YOUR TASK:
Copy, from the data below, every line that has "here" in it.

[Saved data entries]
────────────────
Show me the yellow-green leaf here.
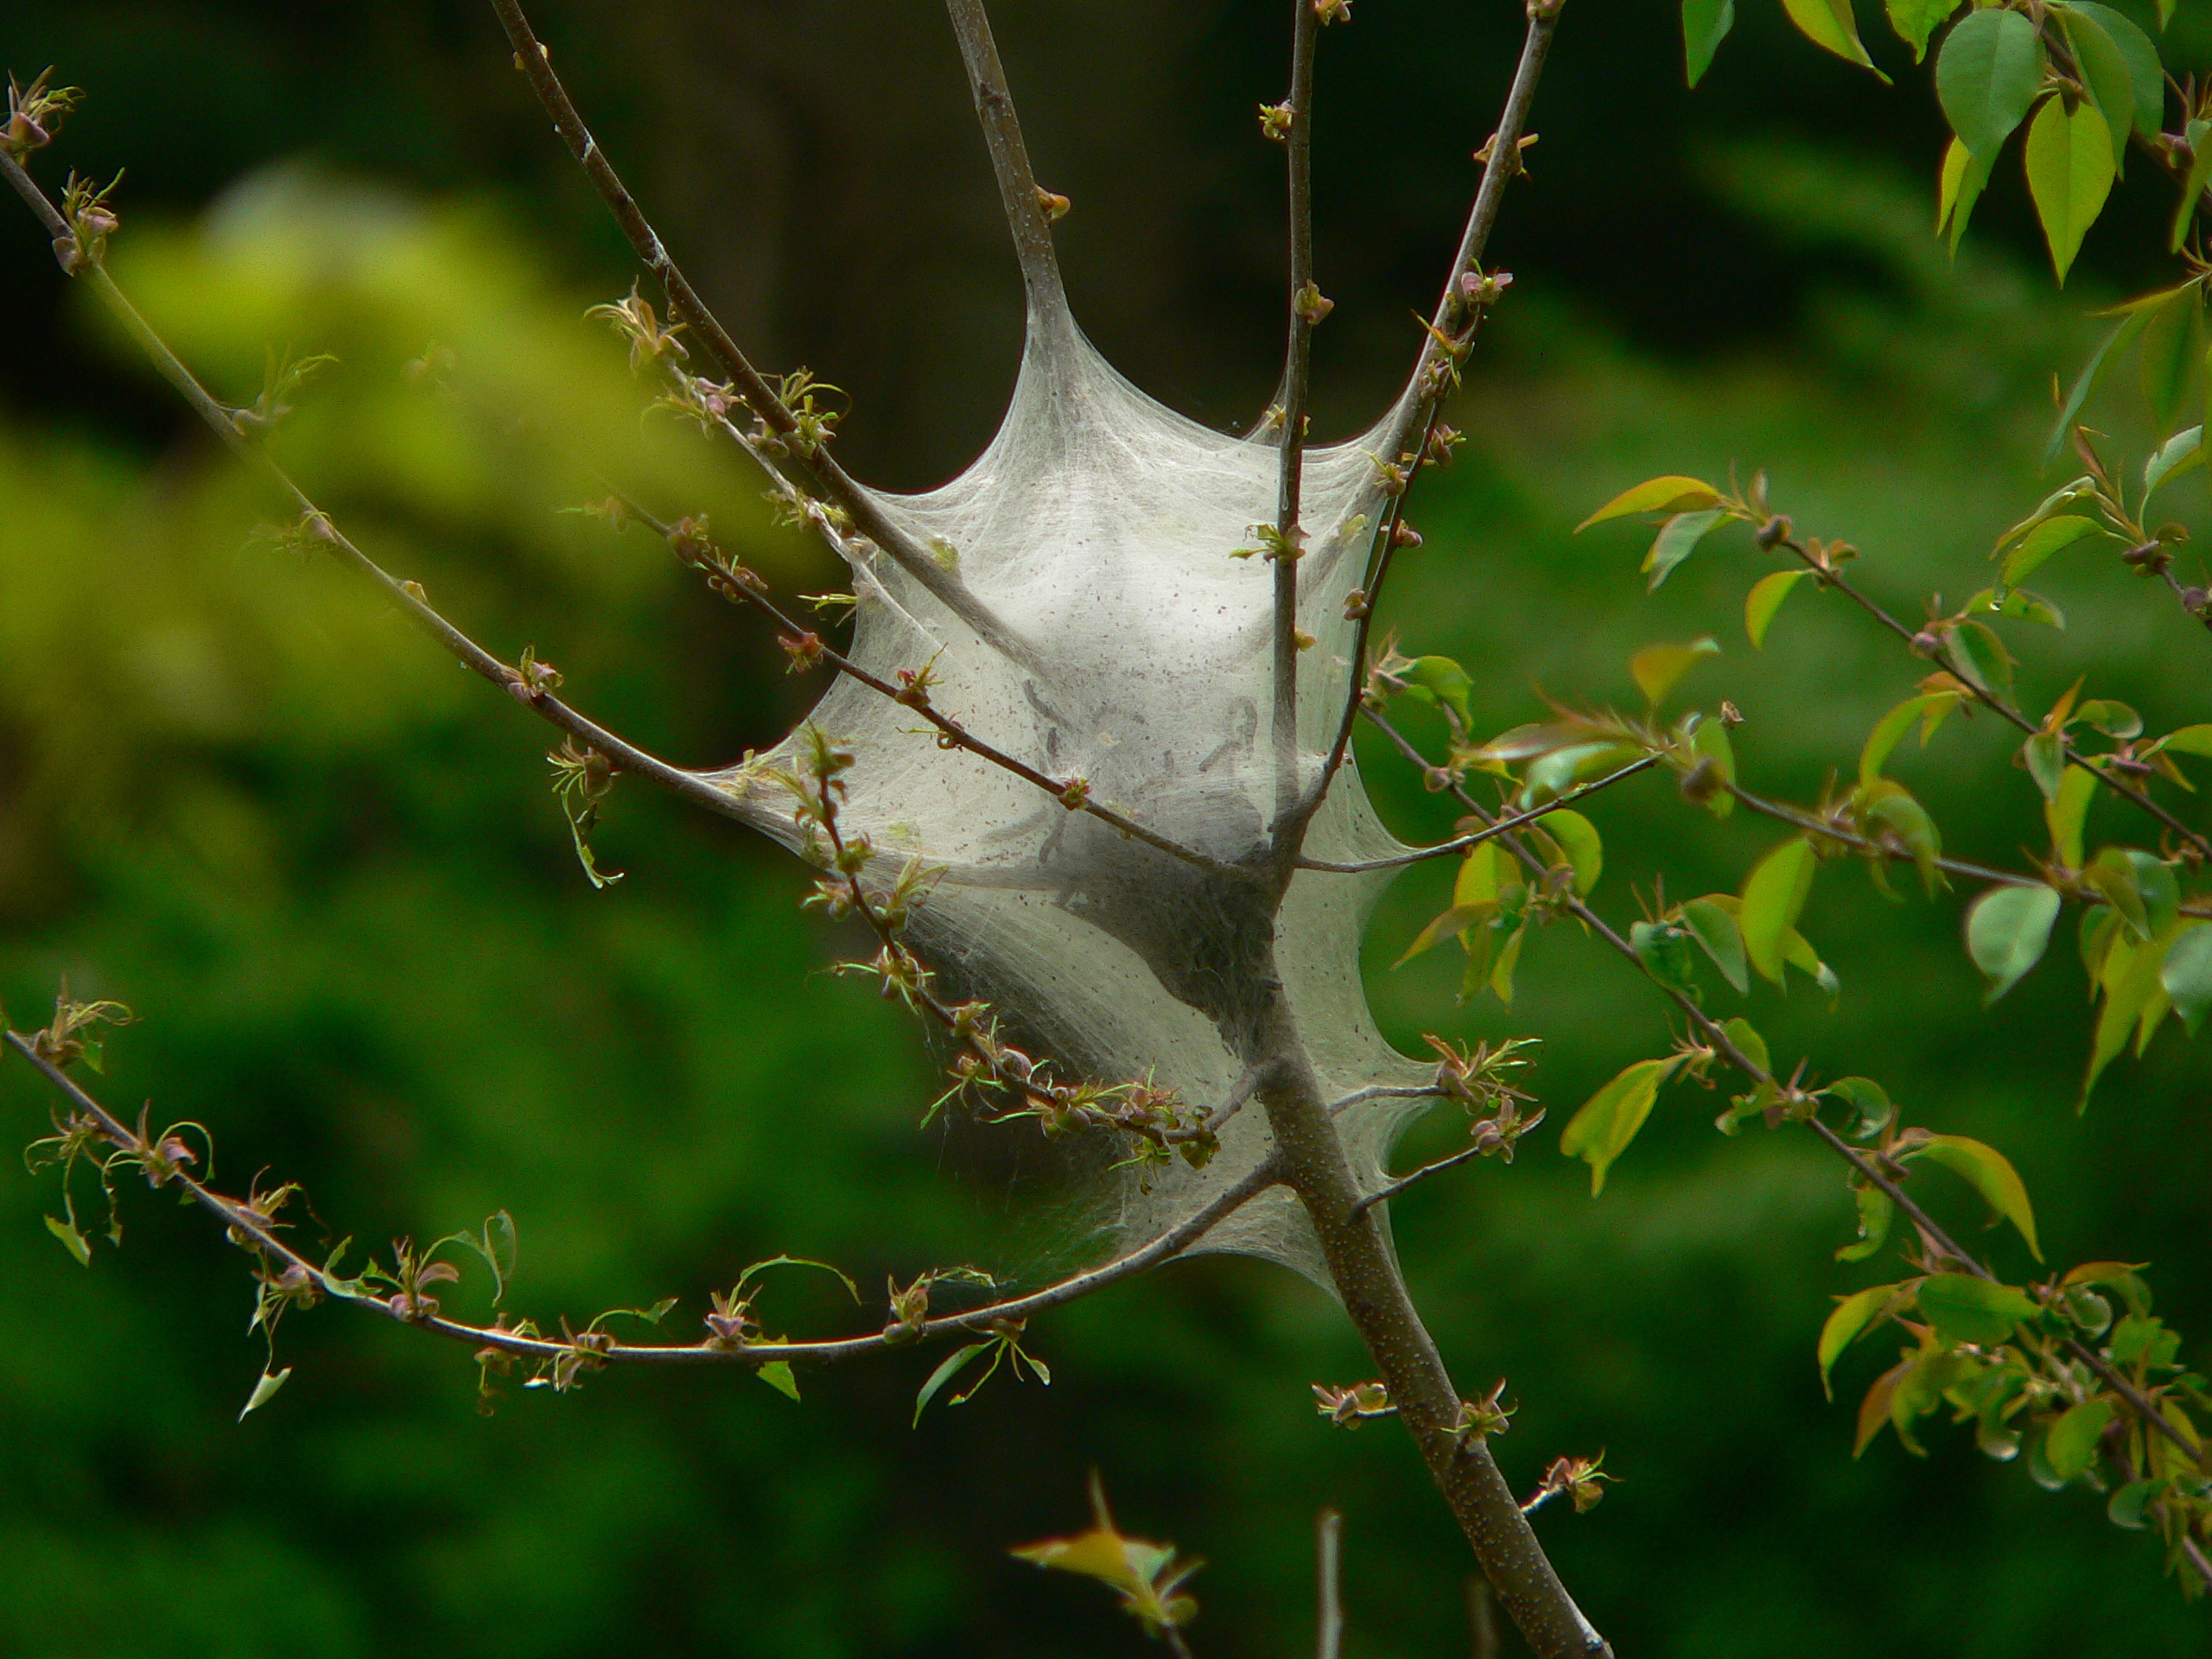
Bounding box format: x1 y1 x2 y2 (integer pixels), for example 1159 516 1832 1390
1887 0 1960 62
1965 885 2062 1004
1999 514 2101 585
1745 568 1812 648
1560 1055 1687 1196
1741 836 1818 984
1630 635 1721 705
1536 808 1603 895
1782 0 1891 79
1911 1134 2043 1260
2025 94 2116 285
2046 1397 2118 1480
2046 761 2098 868
1684 0 1737 85
1819 1281 1912 1399
1916 1272 2037 1345
1937 136 1993 255
1575 475 1719 531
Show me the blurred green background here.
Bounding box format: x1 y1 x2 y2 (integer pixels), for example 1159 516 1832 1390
3 2 2209 1655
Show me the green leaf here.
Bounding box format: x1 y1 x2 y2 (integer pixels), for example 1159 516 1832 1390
1936 9 2044 162
1997 514 2100 585
2047 761 2099 868
1745 568 1812 648
238 1367 294 1422
1398 656 1474 728
756 1359 802 1401
1630 635 1721 705
2173 118 2212 251
1886 0 1960 60
735 1254 862 1302
44 1213 90 1266
1643 509 1726 591
1782 0 1891 78
1859 692 1958 786
1690 715 1736 818
2065 3 2164 139
1917 1272 2039 1345
2142 298 2205 435
2084 845 2151 939
1937 136 1994 254
1819 1281 1910 1399
2025 93 2116 285
1560 1056 1687 1196
2160 923 2212 1036
1455 838 1505 909
1837 1182 1896 1262
1576 475 1719 531
1965 585 2065 630
1684 0 1737 86
2045 308 2152 463
2045 1396 2118 1480
914 1341 990 1426
2059 8 2135 170
1741 837 1818 984
2024 731 2066 802
2108 1478 2165 1530
1537 807 1603 895
1966 885 2063 1004
1632 919 1701 998
1947 618 2013 694
2156 722 2212 758
2112 1312 2181 1366
1859 780 1943 894
1823 1076 1895 1140
2143 424 2204 505
1486 921 1527 1007
1681 897 1749 992
1912 1134 2044 1260
1720 1014 1770 1077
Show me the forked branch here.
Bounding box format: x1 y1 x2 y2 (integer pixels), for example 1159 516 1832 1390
943 0 1069 323
1269 0 1323 838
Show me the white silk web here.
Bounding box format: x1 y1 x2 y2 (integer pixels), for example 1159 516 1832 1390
720 307 1435 1283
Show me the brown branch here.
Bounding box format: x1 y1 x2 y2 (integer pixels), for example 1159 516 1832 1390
483 0 1045 677
942 0 1069 325
1271 0 1323 838
1346 1142 1486 1218
1361 707 2212 1522
1297 755 1658 874
1303 0 1559 828
2 1027 1282 1370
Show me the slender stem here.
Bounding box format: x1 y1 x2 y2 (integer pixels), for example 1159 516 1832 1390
1 1027 1280 1370
1271 0 1322 839
942 0 1069 325
1347 1143 1486 1218
1306 0 1559 824
1297 755 1658 874
483 0 1042 676
1779 539 2212 863
1244 988 1611 1659
1315 1509 1344 1659
1363 707 2212 1497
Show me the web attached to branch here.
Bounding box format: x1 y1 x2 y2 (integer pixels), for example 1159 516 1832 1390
718 308 1433 1283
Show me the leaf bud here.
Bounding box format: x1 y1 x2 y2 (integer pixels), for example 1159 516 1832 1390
1753 514 1792 550
1391 519 1423 549
2120 540 2171 575
1909 629 1942 658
────────────────
ANSWER TO THE EXERCISE:
Show me the yellow-green leaf here.
Show me the blurred green background here.
Show me the green leaf here.
Show me the forked branch here.
Show me the white silk web here.
Show me the brown branch here.
Show me the slender stem here.
Show me the web attached to branch here.
Show me the leaf bud here.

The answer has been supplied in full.